28 janeiro 2013

Teoria e história

(Lamento vir com mais abstracções mas como fez parte de muito palavreado meu enquanto comentador por aqui, quis voltar ao assunto de forma um pouco mais organizada e depois partir para outra.)

A grande luta intelectual de Mises no seu tempo foi com o historicismo (cuja face moderna é o empirismo).

Diz Mises:
"In the view of historicism the field of the science of human action is constituted only by history and the historical method. Historicism maintains that it is a waste of effort to search after universally valid regularities that would be independent of time, place, race, nationality, and culture. All that sociology and economics can tell us is the experience of a historical event, which can be invalidated by new experience. "
                       Epistemological Problems of Economics - The Task and Scope of the Science of Human Action

No prefácio sobre a última obra de Mises, "Teoria e História", Rothbard diz:
 "in the words of the original motto of the Econometric Society, "Science is prediction." And to become a "hard" or real science, economics must treat individuals not as unique creatures, each with his or her own goals and choices, but as homogenous and therefore predictable bits of "data.

....

(Exercícios propostos)
1 > Responda às perguntas sobre o texto "Teoria e história":
(a) Com que corrente travou Mises a sua grande luta intelectual?
(b) De que obra de Mises é o prefácio citado de Rothbard?
(c) Qual era o lema original da Econometric Society?
2 > Reproduza, sem qualquer alteração, o trecho do texto "Teoria e história" que vai de "28 janeiro 2013" a "é o empirismo).".

....

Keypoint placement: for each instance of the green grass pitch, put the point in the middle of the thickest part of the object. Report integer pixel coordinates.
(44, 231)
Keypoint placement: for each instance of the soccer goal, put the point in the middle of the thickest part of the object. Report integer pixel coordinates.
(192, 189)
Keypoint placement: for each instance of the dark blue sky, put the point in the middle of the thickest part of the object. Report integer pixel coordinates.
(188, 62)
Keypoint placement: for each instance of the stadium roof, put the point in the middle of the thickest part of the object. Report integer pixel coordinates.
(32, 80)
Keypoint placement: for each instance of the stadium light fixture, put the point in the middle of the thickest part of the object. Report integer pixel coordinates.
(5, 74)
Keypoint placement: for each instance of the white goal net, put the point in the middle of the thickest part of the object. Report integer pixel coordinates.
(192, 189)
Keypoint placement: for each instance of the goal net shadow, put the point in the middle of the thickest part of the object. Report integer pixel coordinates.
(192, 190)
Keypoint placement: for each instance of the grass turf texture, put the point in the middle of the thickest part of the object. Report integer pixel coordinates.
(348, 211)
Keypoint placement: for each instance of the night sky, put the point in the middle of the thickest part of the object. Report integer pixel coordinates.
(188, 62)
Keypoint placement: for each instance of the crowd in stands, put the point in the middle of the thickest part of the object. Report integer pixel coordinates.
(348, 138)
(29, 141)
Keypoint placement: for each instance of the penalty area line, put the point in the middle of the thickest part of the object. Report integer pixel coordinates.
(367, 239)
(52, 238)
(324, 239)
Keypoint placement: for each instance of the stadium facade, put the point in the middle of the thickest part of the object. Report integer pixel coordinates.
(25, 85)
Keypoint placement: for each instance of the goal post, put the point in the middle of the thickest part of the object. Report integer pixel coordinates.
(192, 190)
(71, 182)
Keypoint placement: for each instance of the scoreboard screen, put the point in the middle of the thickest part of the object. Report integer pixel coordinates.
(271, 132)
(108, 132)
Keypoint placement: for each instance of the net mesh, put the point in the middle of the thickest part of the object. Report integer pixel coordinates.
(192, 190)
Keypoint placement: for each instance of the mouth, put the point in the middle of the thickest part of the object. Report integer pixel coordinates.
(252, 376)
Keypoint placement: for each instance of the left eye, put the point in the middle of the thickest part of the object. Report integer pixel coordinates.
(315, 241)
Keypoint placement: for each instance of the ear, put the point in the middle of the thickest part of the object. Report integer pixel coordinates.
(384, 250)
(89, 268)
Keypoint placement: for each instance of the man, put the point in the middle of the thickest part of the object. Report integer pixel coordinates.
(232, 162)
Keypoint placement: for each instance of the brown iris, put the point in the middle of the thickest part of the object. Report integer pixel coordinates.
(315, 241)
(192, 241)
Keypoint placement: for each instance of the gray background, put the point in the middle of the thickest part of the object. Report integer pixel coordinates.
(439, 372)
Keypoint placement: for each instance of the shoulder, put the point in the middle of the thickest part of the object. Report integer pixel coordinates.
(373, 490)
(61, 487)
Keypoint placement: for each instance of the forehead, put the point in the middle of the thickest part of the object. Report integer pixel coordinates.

....

(Resultados esperados)
1 >
(a) Com o historicismo.
(b) De "Teoria e História", a última obra de Mises.
(c) "Science is prediction."

2 >
28 janeiro 2013

Teoria e história

(Lamento vir com mais abstracções mas como fez parte de muito palavreado meu enquanto comentador por aqui, quis voltar ao assunto de forma um pouco mais organizada e depois partir para outra.)

A grande luta intelectual de Mises no seu tempo foi com o historicismo (cuja face moderna é o empirismo).